*DATA ROWS*:
────────────────────────────────────────
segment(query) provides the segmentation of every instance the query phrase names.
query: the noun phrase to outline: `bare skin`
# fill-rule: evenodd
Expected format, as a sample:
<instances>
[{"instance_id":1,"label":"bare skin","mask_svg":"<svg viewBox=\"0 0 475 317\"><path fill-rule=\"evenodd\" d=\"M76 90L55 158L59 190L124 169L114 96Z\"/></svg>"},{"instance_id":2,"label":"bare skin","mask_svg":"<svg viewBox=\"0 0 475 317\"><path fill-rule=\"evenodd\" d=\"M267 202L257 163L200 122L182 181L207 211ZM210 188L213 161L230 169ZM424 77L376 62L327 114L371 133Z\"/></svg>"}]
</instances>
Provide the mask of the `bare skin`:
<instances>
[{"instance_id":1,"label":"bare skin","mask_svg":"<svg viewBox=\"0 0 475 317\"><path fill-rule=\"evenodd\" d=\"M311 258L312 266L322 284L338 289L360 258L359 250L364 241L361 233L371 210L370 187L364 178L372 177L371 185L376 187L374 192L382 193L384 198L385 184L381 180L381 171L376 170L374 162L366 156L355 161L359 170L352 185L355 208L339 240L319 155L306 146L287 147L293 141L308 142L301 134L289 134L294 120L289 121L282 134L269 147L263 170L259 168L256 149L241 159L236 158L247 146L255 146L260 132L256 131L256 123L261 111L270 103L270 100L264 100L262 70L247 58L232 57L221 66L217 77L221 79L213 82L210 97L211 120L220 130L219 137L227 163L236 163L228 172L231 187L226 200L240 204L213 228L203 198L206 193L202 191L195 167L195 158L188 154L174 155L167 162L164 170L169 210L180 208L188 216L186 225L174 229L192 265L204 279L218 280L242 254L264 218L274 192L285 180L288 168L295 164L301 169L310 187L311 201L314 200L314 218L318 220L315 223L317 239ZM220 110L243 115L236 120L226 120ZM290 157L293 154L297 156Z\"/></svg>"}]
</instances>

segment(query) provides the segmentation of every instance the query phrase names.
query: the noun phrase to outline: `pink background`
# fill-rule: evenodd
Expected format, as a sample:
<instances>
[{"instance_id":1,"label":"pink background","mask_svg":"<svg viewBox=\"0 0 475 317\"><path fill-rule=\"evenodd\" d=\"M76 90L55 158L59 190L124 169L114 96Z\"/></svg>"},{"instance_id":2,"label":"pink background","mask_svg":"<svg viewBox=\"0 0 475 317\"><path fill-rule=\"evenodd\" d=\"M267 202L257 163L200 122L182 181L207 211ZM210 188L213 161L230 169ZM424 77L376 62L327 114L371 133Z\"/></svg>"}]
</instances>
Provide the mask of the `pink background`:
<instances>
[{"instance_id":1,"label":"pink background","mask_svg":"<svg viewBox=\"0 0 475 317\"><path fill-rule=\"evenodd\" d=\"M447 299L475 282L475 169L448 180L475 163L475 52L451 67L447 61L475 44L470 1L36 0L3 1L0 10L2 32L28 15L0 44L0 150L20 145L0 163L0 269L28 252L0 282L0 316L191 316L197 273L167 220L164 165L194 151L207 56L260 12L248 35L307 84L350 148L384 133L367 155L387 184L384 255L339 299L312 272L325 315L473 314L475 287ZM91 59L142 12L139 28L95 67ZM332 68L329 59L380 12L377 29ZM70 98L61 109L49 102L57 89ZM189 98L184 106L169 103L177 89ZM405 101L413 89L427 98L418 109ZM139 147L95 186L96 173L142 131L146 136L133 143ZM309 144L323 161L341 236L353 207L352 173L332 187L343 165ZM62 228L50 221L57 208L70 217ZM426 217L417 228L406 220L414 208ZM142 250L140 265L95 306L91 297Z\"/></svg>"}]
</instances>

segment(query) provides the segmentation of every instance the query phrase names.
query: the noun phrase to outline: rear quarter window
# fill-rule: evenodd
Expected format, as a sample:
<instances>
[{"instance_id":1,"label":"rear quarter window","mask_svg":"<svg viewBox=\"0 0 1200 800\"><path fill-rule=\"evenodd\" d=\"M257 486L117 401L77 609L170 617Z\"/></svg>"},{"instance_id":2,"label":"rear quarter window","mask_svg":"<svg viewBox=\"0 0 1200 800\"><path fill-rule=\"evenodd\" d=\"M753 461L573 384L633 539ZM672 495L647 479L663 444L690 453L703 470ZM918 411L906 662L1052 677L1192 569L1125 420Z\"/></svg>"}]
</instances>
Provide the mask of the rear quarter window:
────────────────────────────────────────
*DIRECTIONS FOR THIS TASK*:
Extract every line from the rows above that contains the word "outline".

*ANSWER TO THIS PROBLEM*:
query: the noun phrase to outline: `bare skin`
query: the noun phrase to outline: `pink background`
query: the noun phrase to outline: rear quarter window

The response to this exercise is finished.